TO DO
Down to the final line, return the records unchanged.

Natural-language object grounding data
------------------------------------------------------------
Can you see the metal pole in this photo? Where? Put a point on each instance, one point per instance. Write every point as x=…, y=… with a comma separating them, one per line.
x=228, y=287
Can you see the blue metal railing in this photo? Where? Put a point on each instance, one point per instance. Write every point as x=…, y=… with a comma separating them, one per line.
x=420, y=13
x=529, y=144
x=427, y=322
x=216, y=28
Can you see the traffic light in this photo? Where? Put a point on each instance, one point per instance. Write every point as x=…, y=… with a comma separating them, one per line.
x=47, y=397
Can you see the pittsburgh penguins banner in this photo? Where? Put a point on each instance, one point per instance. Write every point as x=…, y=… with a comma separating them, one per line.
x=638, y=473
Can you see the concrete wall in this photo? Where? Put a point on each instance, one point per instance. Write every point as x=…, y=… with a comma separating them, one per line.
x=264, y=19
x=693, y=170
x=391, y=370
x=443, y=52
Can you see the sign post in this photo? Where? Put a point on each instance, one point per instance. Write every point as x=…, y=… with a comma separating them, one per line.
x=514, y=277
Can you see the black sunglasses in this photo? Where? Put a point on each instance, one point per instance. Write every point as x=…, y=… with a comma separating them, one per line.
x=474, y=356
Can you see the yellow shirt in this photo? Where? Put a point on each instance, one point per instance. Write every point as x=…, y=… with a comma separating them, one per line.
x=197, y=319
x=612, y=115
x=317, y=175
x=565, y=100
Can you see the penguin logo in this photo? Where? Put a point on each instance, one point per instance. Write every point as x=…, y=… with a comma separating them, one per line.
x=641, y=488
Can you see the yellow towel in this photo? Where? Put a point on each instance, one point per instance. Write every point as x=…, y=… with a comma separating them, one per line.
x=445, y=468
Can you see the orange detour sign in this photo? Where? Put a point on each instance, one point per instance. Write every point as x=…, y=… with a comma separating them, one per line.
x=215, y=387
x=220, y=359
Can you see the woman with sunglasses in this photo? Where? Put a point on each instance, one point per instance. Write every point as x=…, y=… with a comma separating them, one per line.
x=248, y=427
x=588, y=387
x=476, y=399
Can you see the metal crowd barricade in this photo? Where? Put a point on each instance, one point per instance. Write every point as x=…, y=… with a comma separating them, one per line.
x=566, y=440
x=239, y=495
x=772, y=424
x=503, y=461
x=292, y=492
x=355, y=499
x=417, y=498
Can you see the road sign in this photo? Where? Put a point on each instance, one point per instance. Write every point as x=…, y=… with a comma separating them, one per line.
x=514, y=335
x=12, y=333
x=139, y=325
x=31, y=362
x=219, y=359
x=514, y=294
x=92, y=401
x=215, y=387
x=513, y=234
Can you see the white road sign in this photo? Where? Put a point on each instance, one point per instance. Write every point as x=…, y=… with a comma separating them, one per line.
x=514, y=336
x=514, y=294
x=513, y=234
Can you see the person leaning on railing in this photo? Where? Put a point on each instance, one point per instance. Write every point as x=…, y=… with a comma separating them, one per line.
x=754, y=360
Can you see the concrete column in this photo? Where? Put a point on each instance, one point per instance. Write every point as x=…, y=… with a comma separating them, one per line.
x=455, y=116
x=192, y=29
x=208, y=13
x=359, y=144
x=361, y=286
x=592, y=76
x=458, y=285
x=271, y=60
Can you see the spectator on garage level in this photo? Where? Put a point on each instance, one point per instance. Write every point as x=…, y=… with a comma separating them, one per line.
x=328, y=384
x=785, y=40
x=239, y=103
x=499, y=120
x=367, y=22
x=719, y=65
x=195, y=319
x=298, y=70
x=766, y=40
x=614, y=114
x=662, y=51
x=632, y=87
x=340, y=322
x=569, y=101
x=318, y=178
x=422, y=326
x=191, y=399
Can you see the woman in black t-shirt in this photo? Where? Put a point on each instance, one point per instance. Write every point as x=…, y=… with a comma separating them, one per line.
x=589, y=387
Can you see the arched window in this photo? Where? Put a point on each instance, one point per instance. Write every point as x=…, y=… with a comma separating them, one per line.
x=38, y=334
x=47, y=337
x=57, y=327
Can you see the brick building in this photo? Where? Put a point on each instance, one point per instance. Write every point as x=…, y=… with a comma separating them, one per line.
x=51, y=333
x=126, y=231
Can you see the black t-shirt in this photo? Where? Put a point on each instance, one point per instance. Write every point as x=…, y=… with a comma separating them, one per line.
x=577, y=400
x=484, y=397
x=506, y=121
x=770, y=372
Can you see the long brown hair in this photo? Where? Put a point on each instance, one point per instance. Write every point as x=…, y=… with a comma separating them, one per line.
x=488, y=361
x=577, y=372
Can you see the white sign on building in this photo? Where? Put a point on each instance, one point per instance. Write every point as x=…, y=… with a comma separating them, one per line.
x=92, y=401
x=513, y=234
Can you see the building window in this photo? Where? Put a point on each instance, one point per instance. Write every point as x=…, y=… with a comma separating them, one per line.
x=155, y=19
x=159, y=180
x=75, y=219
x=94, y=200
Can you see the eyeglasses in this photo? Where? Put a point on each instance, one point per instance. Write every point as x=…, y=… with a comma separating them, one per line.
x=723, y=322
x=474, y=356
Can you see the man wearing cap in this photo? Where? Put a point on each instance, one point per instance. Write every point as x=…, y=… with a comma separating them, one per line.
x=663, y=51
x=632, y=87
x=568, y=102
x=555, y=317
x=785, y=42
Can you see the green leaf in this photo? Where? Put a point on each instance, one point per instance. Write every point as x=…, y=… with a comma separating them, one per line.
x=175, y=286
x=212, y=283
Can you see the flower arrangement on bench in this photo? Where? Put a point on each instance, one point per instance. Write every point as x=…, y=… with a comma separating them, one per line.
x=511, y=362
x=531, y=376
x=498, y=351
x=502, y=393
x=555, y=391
------------------------------------------------------------
SOLUTION
Can you see the metal pole in this photo? Where? Put a point on each instance, one point per instance. Write every point as x=…, y=… with a comma separating them, one per line.
x=228, y=287
Can you see the blue metal railing in this photo? Where? Put a point on each instance, one point per instance. Write every point as x=…, y=… with a comma separating them, one per line.
x=420, y=13
x=529, y=144
x=427, y=322
x=216, y=28
Can you see the traffic light in this photo? Where? Put a point on each instance, one point per instance. Write every point as x=…, y=… with a comma separating them, one per line.
x=47, y=397
Can you see the pittsburgh penguins banner in this photo? Where? Put a point on each instance, one point per instance. Write every point as x=…, y=… with a comma separating them, one per line.
x=638, y=473
Can you see the concrete wall in this photo? Where? Put a point on each instance, one point per instance. Write every point as x=…, y=… with a comma separating them, one per line.
x=264, y=19
x=693, y=170
x=391, y=370
x=443, y=52
Can you see the sign post in this photo? Where? Put a point on each instance, one point per instance. Write every point as x=…, y=… with a comma separating them, one per line.
x=514, y=277
Can you see the black sunglasses in this photo? Where? Put a point on each instance, one point per instance. Write every point as x=…, y=… with a comma separating them, one per line.
x=474, y=356
Can you see the yellow shirt in this photo? Where? Put a point on each instance, one point per instance. Write every point as x=…, y=… with a comma separating them, one per line.
x=197, y=319
x=612, y=115
x=317, y=175
x=565, y=100
Can you see the penguin logo in this photo? Where? Put a point on each instance, one point per instance. Write every point as x=…, y=… with a comma separating them, one per line.
x=641, y=488
Can you see the yellow towel in this photo? Where? Put a point on each instance, one point per instance. Write every point as x=…, y=… with a comma separating them, one per line.
x=445, y=468
Can you see the orange detour sign in this photo? Where? Put a point on each instance, one point per instance. Write every point as x=…, y=… with a comma separating them, one per line.
x=215, y=387
x=220, y=359
Can you see the woman with sunglasses in this photo? Where? Put a point on each instance, one point per instance. Write every point as x=…, y=… with a comma separating them, one per line.
x=248, y=427
x=588, y=387
x=476, y=399
Can you see the metal crowd barricade in this photo? Where? Put a point on each instance, one point per instance. Write every point as x=…, y=… with a comma separating them, one per line.
x=566, y=440
x=239, y=495
x=772, y=424
x=503, y=461
x=292, y=492
x=355, y=499
x=417, y=498
Can you see the road sign in this photo? Where? Put a point on each instance, one point per instance. Write every point as x=…, y=… with a comma separating them, one per line.
x=514, y=335
x=12, y=333
x=139, y=325
x=31, y=362
x=219, y=359
x=514, y=294
x=92, y=401
x=215, y=387
x=513, y=234
Can you see the white road sign in this photo? Where? Put a point on each instance, one point per instance. Write every point as x=…, y=… with a comma separating them, one per line.
x=514, y=336
x=514, y=294
x=513, y=234
Can you see the person leaning on railing in this photo? Where? Put a point on each instance, one point per instance. Write every point as x=…, y=… with a comma separating them, one per line.
x=754, y=360
Can you see the concrete column in this photo? Where? Put a point on each instance, one point per instance. Write every point as x=…, y=… with a comma separating them, one per line.
x=455, y=116
x=192, y=29
x=208, y=13
x=359, y=144
x=361, y=286
x=592, y=76
x=458, y=285
x=271, y=60
Can you see the spectator on garage level in this photo? Where? Put a point on each instance, one point per instance. Write every point as x=…, y=… with a comma separating them, one per line.
x=328, y=384
x=785, y=40
x=239, y=103
x=499, y=120
x=367, y=22
x=719, y=65
x=195, y=319
x=298, y=70
x=766, y=40
x=614, y=114
x=662, y=51
x=632, y=87
x=340, y=322
x=569, y=101
x=318, y=178
x=422, y=326
x=191, y=399
Can you see the woman in black t-shirt in this photo? Where? Put a point on each instance, one point per instance. Write every point as x=…, y=… with a comma separating them, one per line.
x=589, y=387
Can you see the arched window in this photo? Where? Put a point on each instance, one point per instance. Write every point as x=…, y=… with a comma separating them, one per line.
x=38, y=334
x=47, y=337
x=57, y=327
Can you see the brick building in this photo? Where? Put a point on each instance, one point per instance. Write every point as x=…, y=… with a comma separating them, one per line.
x=51, y=333
x=126, y=231
Can you see the black t-shirt in this photo? Where? Put a point on each instance, one point per instance. Write every point as x=…, y=… with a comma separating them, one per line.
x=577, y=400
x=484, y=397
x=506, y=121
x=770, y=372
Can you see the long brown hair in this photo? Where? Put a point on each instance, one point per instance. Write every point as x=…, y=… with a comma separating them, one per line.
x=488, y=361
x=577, y=372
Can you see the white sign on building in this photo? Where? Put a point on each instance, one point per instance. Write every point as x=…, y=… with a comma separating them, one per line.
x=92, y=401
x=513, y=234
Can you see the building window in this photo? Where? Put a point on each instance, one point per instance. Write every point as x=…, y=… with a comma separating them, one per line.
x=155, y=19
x=159, y=180
x=75, y=219
x=94, y=200
Can you see the eyeglasses in this photo? Where? Put a point on each instance, one point per instance. Write every point as x=…, y=… with a comma separating them, one per line.
x=723, y=322
x=474, y=356
Can you see the man wearing cap in this photo? Where? Put a point on each instance, one point per instance. Write every point as x=…, y=… with a comma separating them, one per line.
x=663, y=51
x=632, y=87
x=568, y=102
x=555, y=317
x=785, y=42
Can you see the green leaf in this photo? Where? Put a point on each instance, one point per instance. Write every point as x=…, y=… with a comma separating them, one per line.
x=175, y=286
x=212, y=283
Can you see the flower arrangement on bench in this photo? Where? Put a point on each instance, one point per instance. Write every point as x=…, y=… with a comma separating them, one per line.
x=511, y=362
x=531, y=376
x=498, y=351
x=502, y=393
x=555, y=391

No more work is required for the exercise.